Rewrite every one of the lines below as a Markdown table with the columns "Row" and "Line", numbering the rows in order and leaving out any blank lines.
INFORMATION GIVEN start
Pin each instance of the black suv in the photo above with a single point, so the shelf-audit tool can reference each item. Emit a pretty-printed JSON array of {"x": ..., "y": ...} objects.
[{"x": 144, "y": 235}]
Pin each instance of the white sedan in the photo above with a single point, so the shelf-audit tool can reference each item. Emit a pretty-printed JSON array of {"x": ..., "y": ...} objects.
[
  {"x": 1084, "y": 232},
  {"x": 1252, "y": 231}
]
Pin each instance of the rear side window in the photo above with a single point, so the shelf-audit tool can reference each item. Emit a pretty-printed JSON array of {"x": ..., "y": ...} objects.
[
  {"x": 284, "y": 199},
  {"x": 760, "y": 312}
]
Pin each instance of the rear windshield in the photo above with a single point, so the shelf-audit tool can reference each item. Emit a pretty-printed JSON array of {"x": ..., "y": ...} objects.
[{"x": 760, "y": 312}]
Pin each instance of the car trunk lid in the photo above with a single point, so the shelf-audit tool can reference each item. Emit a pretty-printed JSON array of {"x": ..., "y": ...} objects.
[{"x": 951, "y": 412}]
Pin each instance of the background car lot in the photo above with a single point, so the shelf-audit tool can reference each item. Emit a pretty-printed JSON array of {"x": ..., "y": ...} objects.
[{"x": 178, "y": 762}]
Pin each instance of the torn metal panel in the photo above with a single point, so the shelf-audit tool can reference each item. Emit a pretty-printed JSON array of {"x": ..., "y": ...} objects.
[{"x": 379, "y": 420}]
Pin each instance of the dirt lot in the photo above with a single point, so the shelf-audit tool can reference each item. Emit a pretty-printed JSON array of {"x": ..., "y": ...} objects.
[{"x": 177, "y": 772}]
INFORMATION GIVEN end
TASK SOLUTION =
| Row | Line |
|---|---|
| 1 | Pin each instance of the black suv in the photo above with a single point, so the shelf-audit tool can reference each item. Emit a pretty-printed JSON array of {"x": ..., "y": ...} objects. |
| 2 | [{"x": 144, "y": 235}] |
| 3 | Pin each instance of the white sedan in the photo above with a single point, so the shelf-audit tool can reference each item. Emit a pretty-printed JSON array of {"x": ..., "y": ...} objects. |
| 4 | [ |
| 5 |   {"x": 1084, "y": 232}, |
| 6 |   {"x": 1252, "y": 231} |
| 7 | ] |
| 8 | Pin each instance of the rear side window in the photo above with a single point, so the shelf-audit tool can reference each item. Emit a pretty-printed JSON array of {"x": ..., "y": ...} objects. |
| 9 | [ |
| 10 |   {"x": 284, "y": 199}, |
| 11 |   {"x": 760, "y": 312} |
| 12 | ] |
| 13 | Pin each instance of the rear windshield in the photo above with a single point, so the shelf-audit tool can reference each item. Emit a pretty-printed JSON array of {"x": ..., "y": ...} objects. |
| 14 | [{"x": 760, "y": 312}] |
| 15 | Pin each instance of the car trunk lid in the photo above with a single point, so the shelf-audit tool can reference each item. Emit a pretty-printed JSON array of {"x": ..., "y": ...} objects. |
| 16 | [{"x": 951, "y": 412}] |
| 17 | Pin each instance of the background car lot in the photo above with a single point, so the shelf-audit tool can reference each item. Emit a pretty-printed JSON array of {"x": ..., "y": ...} objects. |
| 18 | [{"x": 178, "y": 762}] |
| 19 | Pin each instance of the torn metal panel in the photo above with a single point, so the shelf-audit tool can reference each item. Emit a pretty-printed JSON array of {"x": ..., "y": ...} objects. |
| 20 | [{"x": 379, "y": 420}] |
| 21 | Pin each instance of the dirt lot in the photo above with a single point, so the shelf-audit tool can reference each item. Emit a pretty-printed JSON array of {"x": ..., "y": ...} objects. |
| 22 | [{"x": 177, "y": 772}] |